**What is needed**. Count the lines in the items below that contain the string "building", with case counting, and reply with the number only.

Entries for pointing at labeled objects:
■ ■ ■ ■ ■

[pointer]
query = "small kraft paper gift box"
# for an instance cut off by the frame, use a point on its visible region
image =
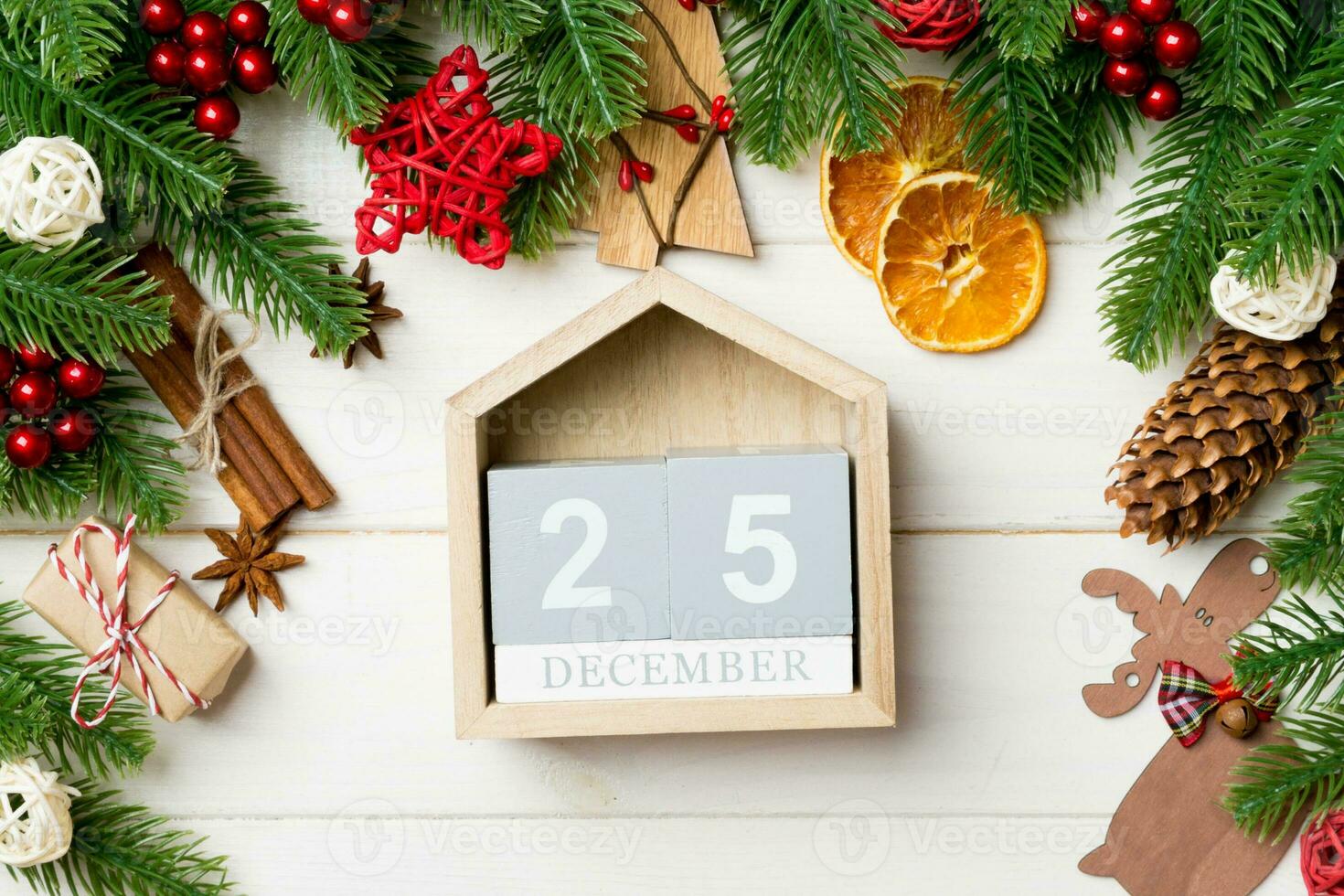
(195, 649)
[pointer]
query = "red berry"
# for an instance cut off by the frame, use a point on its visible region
(80, 379)
(1160, 100)
(349, 20)
(1125, 77)
(1176, 43)
(34, 394)
(248, 22)
(27, 446)
(35, 359)
(162, 17)
(1089, 16)
(7, 366)
(1152, 12)
(208, 69)
(205, 30)
(315, 11)
(218, 117)
(167, 63)
(73, 430)
(1123, 37)
(254, 69)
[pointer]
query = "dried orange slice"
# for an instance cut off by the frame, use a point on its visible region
(957, 272)
(857, 191)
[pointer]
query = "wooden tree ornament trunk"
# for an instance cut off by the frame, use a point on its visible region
(711, 212)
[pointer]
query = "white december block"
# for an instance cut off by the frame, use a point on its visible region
(760, 541)
(578, 551)
(659, 669)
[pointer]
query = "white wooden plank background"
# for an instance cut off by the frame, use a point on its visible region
(331, 767)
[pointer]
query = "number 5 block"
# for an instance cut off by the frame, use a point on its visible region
(760, 543)
(578, 551)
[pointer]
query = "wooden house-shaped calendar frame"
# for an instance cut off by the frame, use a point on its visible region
(664, 364)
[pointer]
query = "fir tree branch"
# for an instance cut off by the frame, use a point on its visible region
(1296, 650)
(1157, 291)
(1026, 30)
(133, 466)
(1309, 547)
(585, 65)
(77, 303)
(348, 83)
(808, 70)
(1290, 197)
(74, 39)
(119, 744)
(540, 208)
(128, 125)
(502, 23)
(123, 849)
(258, 255)
(1277, 782)
(1015, 133)
(25, 721)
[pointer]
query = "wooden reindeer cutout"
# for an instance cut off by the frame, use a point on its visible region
(1169, 835)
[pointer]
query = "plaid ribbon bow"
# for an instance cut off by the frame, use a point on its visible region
(1186, 699)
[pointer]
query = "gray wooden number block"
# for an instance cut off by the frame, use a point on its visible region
(760, 543)
(578, 551)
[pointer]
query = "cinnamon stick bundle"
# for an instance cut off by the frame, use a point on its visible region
(266, 469)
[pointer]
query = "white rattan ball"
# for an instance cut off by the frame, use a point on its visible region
(1290, 306)
(50, 192)
(35, 825)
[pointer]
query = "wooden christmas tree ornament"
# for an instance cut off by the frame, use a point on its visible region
(1169, 835)
(668, 180)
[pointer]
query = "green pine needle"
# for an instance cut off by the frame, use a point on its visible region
(1290, 197)
(812, 70)
(25, 720)
(502, 23)
(77, 303)
(1157, 292)
(1277, 782)
(258, 255)
(128, 125)
(588, 73)
(119, 746)
(348, 83)
(74, 39)
(1297, 650)
(123, 849)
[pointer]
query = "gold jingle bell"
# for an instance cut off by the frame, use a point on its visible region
(1238, 718)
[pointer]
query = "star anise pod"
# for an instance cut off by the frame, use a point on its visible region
(251, 564)
(377, 314)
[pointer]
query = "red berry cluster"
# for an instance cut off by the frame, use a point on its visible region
(195, 53)
(33, 384)
(351, 20)
(1125, 37)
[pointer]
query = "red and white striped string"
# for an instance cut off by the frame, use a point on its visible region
(123, 635)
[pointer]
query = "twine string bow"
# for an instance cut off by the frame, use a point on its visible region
(1186, 700)
(211, 367)
(123, 644)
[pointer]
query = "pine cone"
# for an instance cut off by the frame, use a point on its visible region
(1238, 417)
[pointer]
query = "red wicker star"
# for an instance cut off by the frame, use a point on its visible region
(441, 160)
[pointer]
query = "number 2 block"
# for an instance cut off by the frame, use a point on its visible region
(760, 543)
(578, 551)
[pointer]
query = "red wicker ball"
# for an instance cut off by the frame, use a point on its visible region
(1323, 856)
(930, 25)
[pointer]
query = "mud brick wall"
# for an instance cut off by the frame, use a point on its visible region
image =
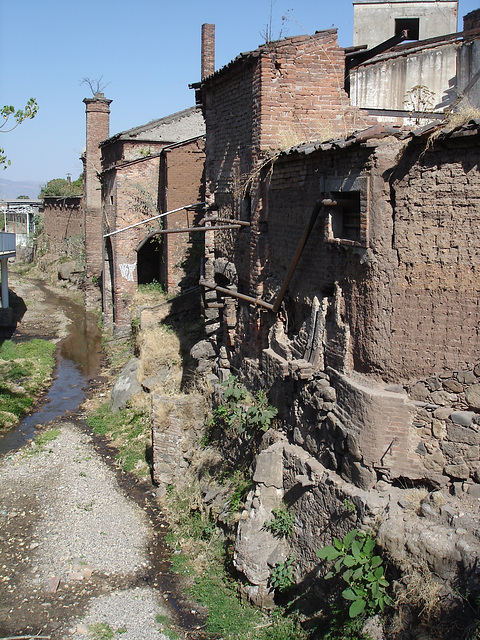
(135, 197)
(64, 224)
(437, 237)
(300, 94)
(181, 185)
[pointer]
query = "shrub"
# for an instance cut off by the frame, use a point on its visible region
(361, 569)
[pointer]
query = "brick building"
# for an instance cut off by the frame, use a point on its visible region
(97, 111)
(143, 172)
(382, 301)
(64, 224)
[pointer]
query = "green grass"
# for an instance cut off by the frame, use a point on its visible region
(129, 430)
(203, 558)
(25, 370)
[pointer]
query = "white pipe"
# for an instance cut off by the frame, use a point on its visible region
(161, 215)
(4, 274)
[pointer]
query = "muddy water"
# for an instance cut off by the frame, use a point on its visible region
(78, 361)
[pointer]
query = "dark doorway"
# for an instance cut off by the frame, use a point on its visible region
(149, 261)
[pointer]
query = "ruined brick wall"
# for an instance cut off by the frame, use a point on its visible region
(138, 190)
(471, 20)
(229, 122)
(64, 224)
(418, 275)
(182, 185)
(398, 304)
(282, 94)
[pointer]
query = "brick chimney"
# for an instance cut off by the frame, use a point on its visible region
(471, 20)
(208, 50)
(98, 126)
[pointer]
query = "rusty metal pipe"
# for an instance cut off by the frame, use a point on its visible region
(241, 223)
(235, 294)
(320, 204)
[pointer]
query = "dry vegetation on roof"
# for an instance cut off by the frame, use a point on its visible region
(454, 119)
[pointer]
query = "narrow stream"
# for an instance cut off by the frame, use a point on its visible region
(78, 361)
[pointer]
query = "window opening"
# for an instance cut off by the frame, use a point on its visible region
(344, 220)
(411, 25)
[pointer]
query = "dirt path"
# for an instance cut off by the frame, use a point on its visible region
(79, 557)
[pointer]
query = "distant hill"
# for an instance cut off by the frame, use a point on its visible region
(10, 189)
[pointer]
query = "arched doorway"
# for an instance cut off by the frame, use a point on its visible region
(149, 259)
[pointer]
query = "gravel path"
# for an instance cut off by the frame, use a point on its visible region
(74, 557)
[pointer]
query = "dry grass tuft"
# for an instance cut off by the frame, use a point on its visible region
(464, 112)
(421, 592)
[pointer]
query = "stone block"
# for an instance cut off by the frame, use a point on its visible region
(472, 395)
(463, 418)
(126, 386)
(6, 317)
(459, 471)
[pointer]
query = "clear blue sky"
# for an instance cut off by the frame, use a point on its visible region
(147, 50)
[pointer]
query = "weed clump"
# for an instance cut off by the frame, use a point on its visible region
(25, 371)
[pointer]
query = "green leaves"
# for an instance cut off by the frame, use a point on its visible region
(363, 572)
(281, 577)
(19, 115)
(243, 411)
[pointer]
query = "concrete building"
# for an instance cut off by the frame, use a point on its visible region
(375, 21)
(64, 221)
(350, 292)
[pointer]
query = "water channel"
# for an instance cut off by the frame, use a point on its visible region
(78, 361)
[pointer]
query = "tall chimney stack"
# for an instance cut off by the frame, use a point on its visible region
(98, 119)
(208, 50)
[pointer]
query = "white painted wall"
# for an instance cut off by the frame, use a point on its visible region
(374, 21)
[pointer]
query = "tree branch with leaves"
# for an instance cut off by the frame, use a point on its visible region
(15, 117)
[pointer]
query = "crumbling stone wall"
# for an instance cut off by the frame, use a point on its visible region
(364, 320)
(131, 195)
(436, 214)
(281, 94)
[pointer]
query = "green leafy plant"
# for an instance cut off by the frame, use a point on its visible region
(349, 506)
(282, 522)
(101, 631)
(241, 485)
(130, 429)
(361, 569)
(281, 577)
(19, 115)
(243, 411)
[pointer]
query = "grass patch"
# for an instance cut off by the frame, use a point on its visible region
(25, 370)
(129, 431)
(41, 441)
(198, 550)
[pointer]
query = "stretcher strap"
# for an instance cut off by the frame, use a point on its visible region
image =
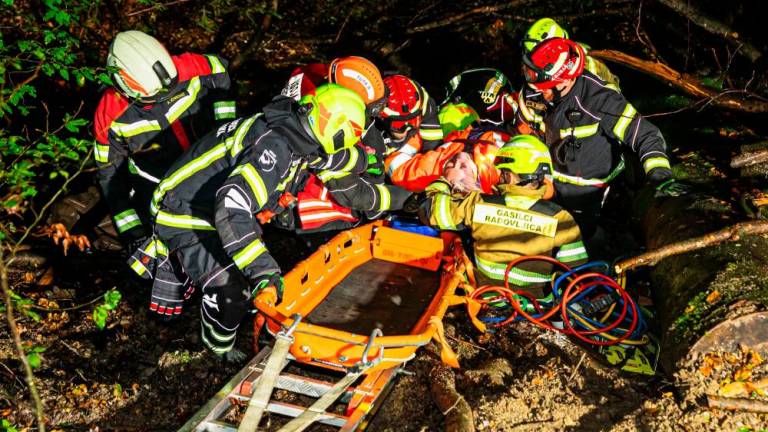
(321, 405)
(446, 352)
(266, 383)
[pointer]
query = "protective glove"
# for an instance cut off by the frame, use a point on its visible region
(233, 356)
(265, 281)
(375, 163)
(672, 188)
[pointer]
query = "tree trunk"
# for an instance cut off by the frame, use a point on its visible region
(697, 290)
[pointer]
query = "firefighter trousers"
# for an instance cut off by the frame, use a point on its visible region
(225, 291)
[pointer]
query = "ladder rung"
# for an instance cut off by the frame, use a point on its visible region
(291, 410)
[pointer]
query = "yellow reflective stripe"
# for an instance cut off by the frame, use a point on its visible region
(255, 181)
(183, 104)
(236, 141)
(572, 252)
(126, 220)
(624, 121)
(185, 172)
(516, 276)
(580, 181)
(138, 267)
(431, 134)
(354, 155)
(249, 253)
(216, 65)
(183, 221)
(326, 175)
(580, 131)
(224, 110)
(655, 162)
(519, 201)
(443, 212)
(385, 199)
(101, 153)
(133, 129)
(438, 187)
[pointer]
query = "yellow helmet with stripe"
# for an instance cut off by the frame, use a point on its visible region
(526, 156)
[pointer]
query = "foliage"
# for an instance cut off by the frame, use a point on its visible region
(40, 144)
(5, 425)
(101, 312)
(33, 356)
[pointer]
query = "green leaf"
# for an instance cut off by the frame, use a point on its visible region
(714, 83)
(34, 360)
(112, 298)
(100, 316)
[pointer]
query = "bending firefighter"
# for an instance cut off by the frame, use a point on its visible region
(514, 222)
(207, 207)
(589, 127)
(159, 106)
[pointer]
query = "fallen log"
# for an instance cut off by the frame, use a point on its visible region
(689, 10)
(685, 82)
(695, 291)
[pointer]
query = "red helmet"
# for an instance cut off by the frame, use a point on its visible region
(404, 104)
(553, 61)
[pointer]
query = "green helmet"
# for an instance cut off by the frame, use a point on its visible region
(456, 117)
(542, 29)
(336, 116)
(526, 156)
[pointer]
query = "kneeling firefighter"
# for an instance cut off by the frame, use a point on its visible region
(206, 207)
(515, 221)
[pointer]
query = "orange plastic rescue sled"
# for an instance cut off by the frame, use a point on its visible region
(332, 343)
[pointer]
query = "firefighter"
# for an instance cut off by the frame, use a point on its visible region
(586, 125)
(547, 28)
(334, 200)
(461, 124)
(515, 221)
(416, 153)
(160, 104)
(488, 92)
(207, 205)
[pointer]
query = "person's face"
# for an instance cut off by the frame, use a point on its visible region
(461, 173)
(562, 88)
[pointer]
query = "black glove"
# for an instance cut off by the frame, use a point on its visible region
(232, 356)
(269, 280)
(375, 162)
(134, 238)
(672, 188)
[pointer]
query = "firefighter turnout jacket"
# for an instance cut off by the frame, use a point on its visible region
(585, 131)
(516, 222)
(206, 208)
(408, 163)
(136, 144)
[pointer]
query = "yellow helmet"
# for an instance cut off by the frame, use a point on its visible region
(542, 29)
(336, 116)
(456, 117)
(526, 156)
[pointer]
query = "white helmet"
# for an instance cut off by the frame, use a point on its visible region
(145, 66)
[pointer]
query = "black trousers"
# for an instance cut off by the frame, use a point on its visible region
(226, 292)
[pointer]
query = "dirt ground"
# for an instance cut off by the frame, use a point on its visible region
(141, 374)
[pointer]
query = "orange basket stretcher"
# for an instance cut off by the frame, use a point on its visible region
(308, 332)
(308, 284)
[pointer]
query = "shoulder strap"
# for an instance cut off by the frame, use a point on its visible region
(546, 207)
(493, 199)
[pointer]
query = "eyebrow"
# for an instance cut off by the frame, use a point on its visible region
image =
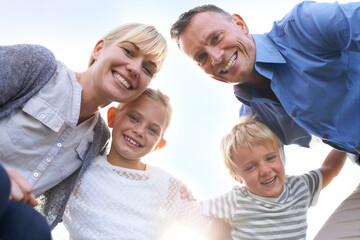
(206, 41)
(137, 48)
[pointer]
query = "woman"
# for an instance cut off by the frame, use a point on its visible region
(50, 126)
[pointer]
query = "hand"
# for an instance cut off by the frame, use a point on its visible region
(21, 189)
(185, 193)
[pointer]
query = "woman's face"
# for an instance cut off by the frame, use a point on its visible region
(121, 71)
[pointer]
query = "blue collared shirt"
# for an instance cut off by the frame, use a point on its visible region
(312, 57)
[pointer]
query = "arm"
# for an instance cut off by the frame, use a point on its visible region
(331, 166)
(23, 69)
(21, 189)
(332, 25)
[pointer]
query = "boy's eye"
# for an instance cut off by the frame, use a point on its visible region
(133, 118)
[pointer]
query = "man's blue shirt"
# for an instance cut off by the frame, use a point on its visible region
(312, 57)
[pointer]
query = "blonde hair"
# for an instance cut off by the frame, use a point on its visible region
(249, 132)
(140, 33)
(157, 96)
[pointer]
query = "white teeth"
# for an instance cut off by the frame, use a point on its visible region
(230, 63)
(269, 181)
(132, 141)
(122, 80)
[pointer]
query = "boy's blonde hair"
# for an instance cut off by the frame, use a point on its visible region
(140, 33)
(249, 132)
(157, 96)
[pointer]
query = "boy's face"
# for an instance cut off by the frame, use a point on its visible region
(261, 170)
(137, 128)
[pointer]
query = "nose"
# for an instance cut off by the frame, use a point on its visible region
(264, 170)
(216, 55)
(134, 67)
(139, 130)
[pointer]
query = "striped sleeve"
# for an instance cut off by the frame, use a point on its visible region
(313, 180)
(222, 207)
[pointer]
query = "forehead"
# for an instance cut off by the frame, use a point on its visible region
(201, 26)
(152, 110)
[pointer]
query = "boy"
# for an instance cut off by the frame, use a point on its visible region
(269, 205)
(120, 196)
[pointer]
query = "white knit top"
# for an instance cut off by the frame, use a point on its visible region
(113, 202)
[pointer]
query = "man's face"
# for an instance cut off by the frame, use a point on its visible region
(222, 47)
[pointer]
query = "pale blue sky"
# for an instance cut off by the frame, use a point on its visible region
(203, 109)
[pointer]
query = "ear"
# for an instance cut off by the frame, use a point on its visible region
(160, 144)
(111, 116)
(237, 19)
(236, 178)
(98, 49)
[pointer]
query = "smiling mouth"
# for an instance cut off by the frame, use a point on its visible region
(121, 80)
(230, 64)
(132, 141)
(269, 181)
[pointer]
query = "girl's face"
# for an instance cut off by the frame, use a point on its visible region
(261, 170)
(137, 130)
(121, 71)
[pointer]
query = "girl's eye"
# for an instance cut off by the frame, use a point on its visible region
(249, 168)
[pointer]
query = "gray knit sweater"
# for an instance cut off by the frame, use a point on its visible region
(24, 70)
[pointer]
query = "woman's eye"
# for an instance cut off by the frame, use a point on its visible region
(128, 51)
(148, 71)
(154, 131)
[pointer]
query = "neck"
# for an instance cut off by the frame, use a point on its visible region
(90, 101)
(118, 160)
(263, 85)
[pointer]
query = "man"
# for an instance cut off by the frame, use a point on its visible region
(301, 78)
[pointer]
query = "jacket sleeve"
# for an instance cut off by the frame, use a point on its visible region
(24, 70)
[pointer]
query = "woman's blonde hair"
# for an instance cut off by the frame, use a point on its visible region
(140, 33)
(249, 132)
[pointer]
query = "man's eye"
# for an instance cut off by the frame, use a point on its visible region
(215, 38)
(201, 59)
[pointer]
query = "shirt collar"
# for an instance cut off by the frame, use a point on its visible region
(266, 52)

■ ■ ■ ■ ■

**Solution to this problem**. 2